■ OBJECTIVE ■
Can you copy every one of the lines below without changing a single character?

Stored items
------------------------------------
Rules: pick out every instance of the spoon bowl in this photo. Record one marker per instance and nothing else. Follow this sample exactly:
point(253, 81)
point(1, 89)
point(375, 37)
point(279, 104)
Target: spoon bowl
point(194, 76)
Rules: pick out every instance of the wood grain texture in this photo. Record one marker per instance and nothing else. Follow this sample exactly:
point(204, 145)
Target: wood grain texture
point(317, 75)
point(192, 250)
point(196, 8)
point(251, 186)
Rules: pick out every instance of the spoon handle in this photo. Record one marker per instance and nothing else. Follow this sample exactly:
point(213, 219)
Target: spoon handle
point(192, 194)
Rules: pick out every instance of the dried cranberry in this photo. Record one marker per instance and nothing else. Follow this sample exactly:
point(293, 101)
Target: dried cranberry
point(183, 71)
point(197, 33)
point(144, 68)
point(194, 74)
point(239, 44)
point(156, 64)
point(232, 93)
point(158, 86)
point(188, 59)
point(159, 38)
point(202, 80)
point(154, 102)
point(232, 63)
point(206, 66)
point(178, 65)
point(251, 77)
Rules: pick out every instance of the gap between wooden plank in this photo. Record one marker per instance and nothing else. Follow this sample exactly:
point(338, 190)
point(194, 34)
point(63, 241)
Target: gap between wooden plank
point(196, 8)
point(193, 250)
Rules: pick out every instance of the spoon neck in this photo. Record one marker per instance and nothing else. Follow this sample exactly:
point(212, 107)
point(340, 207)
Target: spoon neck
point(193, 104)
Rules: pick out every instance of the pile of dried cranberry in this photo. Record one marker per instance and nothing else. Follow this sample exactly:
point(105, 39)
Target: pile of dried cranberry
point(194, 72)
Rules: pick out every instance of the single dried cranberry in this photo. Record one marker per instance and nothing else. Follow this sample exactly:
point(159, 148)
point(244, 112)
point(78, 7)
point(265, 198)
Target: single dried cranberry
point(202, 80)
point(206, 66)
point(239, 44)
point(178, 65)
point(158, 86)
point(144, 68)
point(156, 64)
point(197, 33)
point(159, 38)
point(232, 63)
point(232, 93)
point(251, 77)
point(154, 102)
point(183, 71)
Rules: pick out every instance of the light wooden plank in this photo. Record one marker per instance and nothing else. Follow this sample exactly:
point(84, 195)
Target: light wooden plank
------------------------------------
■ EXERCISE OUTPUT ■
Rules: pick out every instance of the spoon bowl in this photo. Record one marker per instance and nothing else. Follow this sample exactly:
point(253, 81)
point(1, 89)
point(375, 37)
point(279, 104)
Target: spoon bowl
point(194, 76)
Rules: pick out every instance of the wood grain texture in this photo. Record one marker per instance and nothing else. Follow this sample exactly:
point(204, 145)
Target: wood grain texture
point(317, 75)
point(192, 250)
point(196, 8)
point(251, 186)
Rules: pick out every instance of the spoon handle in this photo. Record one marker per instance and nothing else. Follow this sample exactly:
point(213, 219)
Target: spoon handle
point(192, 194)
Rules: pick out every instance of the dried cranberry in this photo. Record one marker per instance and nothing else. Follow this sample exactly:
point(293, 101)
Target: dried cranberry
point(183, 71)
point(197, 33)
point(144, 68)
point(194, 74)
point(239, 44)
point(156, 64)
point(232, 93)
point(158, 86)
point(188, 59)
point(159, 38)
point(202, 80)
point(154, 102)
point(232, 63)
point(206, 66)
point(178, 65)
point(251, 77)
Rules: pick out every instance of the gap between wooden plank in this photo. Record one marker per instance and nothing else. Follow this sample exactly:
point(338, 190)
point(194, 34)
point(63, 241)
Target: gap between wooden plank
point(196, 8)
point(193, 250)
Rules: pick out every instance of the spoon neck in this photo. Record one marker per instance and nothing else. Follow this sample exactly:
point(212, 107)
point(340, 207)
Target: spoon neck
point(193, 104)
Rules: pick out every instance of the pile of dried cranberry in this photo. Record one marker per instance and nothing else. Follow this sample exactly:
point(105, 39)
Target: pile of dried cranberry
point(194, 72)
Rules: pick out every instance of the single dried cranberry in this photo. Record one marker per instance and nothing else. Follow this sample exactly:
point(159, 148)
point(244, 112)
point(78, 7)
point(265, 198)
Target: single dried cranberry
point(202, 80)
point(206, 66)
point(239, 44)
point(178, 65)
point(158, 86)
point(144, 68)
point(156, 64)
point(197, 33)
point(159, 38)
point(232, 63)
point(232, 93)
point(251, 77)
point(154, 102)
point(183, 71)
Rules: pick out every instance of the light wooden plank in this photo. Record one marker per instance and nothing else. Follow this sample exactly:
point(84, 195)
Target: light wooden plank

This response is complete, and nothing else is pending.